Testo estratto ▸

________

L’ordine di arrivo lo colloca in quindicesima posizione, a 2’42” dal vincitore Vauquelin e ad appena 21” da Pogacar, Vingegaard ed Evenepoel. Alle sue spalle sono finiti tutti gli altri leader del Tour: non è stata una cattiva giornata. E soprattutto, oltre alla propria prestazione, gli ha permesso di analizzare la condotta dei primi della classe.

«E’ stata una tappa molto dura – dice – specialmente dopo la giornata di ieri che è stata esigente, fra il caldo e il percorso. Il finale di oggi era molto movimentato, bellissimo. Il San Luca è stato uno spettacolo di gente, veramente emozionante. Però bisogna essere realisti sul livello che ho e seguire quei due mostri era praticamente impossibile. Perciò ho cercato di gestire con le forze che ho e farò così giorno per giorno. Pogacar e Vingegaard non li stiamo scoprendo adesso, hanno una marcia in più e oggi l’hanno dimostrato sul San Luca».

Ciccone ha un bel numero di tifosi dall’Abruzzo che lo cercano e lo sostengono
Ciccone ha un bel numero di tifosi dall’Abruzzo che lo cercano e lo sostengono
Solo da lì?

________

Dati grezzi ▸

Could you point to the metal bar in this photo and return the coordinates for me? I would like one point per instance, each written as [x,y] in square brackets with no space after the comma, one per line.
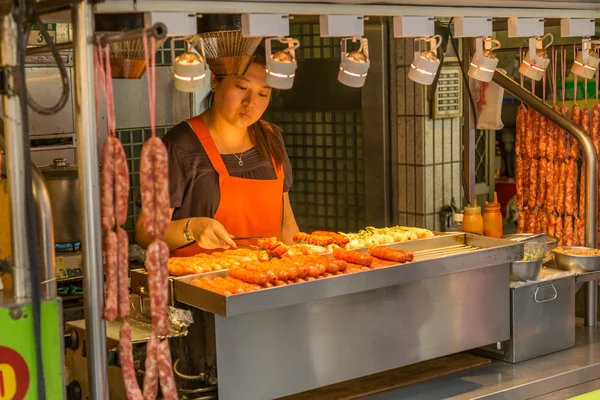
[466,8]
[591,176]
[158,30]
[556,46]
[89,193]
[45,232]
[15,166]
[469,131]
[46,49]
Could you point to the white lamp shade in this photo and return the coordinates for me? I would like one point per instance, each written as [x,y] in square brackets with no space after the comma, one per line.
[423,70]
[482,68]
[353,73]
[280,75]
[587,69]
[189,73]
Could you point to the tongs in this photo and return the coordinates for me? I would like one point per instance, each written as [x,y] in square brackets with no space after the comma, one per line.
[247,246]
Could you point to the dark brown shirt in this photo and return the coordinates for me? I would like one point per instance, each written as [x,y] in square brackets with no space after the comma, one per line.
[194,183]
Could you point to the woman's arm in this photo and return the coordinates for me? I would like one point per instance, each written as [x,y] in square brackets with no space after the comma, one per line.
[173,238]
[290,227]
[209,233]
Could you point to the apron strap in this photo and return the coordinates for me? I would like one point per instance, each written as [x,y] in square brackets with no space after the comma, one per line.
[201,131]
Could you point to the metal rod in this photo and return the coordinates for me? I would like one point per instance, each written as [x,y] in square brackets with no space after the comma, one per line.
[556,46]
[45,232]
[89,194]
[158,30]
[46,49]
[15,166]
[591,176]
[44,224]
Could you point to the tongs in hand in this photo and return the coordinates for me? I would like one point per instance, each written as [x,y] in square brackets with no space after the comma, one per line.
[247,246]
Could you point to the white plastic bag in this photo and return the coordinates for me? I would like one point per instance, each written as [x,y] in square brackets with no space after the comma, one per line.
[488,100]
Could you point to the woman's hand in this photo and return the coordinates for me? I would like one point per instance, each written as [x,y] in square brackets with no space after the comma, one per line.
[210,234]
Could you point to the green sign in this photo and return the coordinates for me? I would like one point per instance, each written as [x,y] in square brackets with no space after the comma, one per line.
[18,370]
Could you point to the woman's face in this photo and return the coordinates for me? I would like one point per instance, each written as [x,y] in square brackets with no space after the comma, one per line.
[242,100]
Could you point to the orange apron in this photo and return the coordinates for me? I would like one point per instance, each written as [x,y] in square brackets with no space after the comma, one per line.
[247,207]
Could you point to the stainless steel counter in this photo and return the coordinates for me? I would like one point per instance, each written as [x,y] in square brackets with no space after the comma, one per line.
[500,380]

________

Ricopia senza cambiare nulla il tratto del testo sulla tappa del Tour che va da "L’ordine di arrivo" fino a "primi della classe.".

Risposta scritta ▸
L’ordine di arrivo lo colloca in quindicesima posizione, a 2’42” dal vincitore Vauquelin e ad appena 21” da Pogacar, Vingegaard ed Evenepoel. Alle sue spalle sono finiti tutti gli altri leader del Tour: non è stata una cattiva giornata. E soprattutto, oltre alla propria prestazione, gli ha permesso di analizzare la condotta dei primi della classe.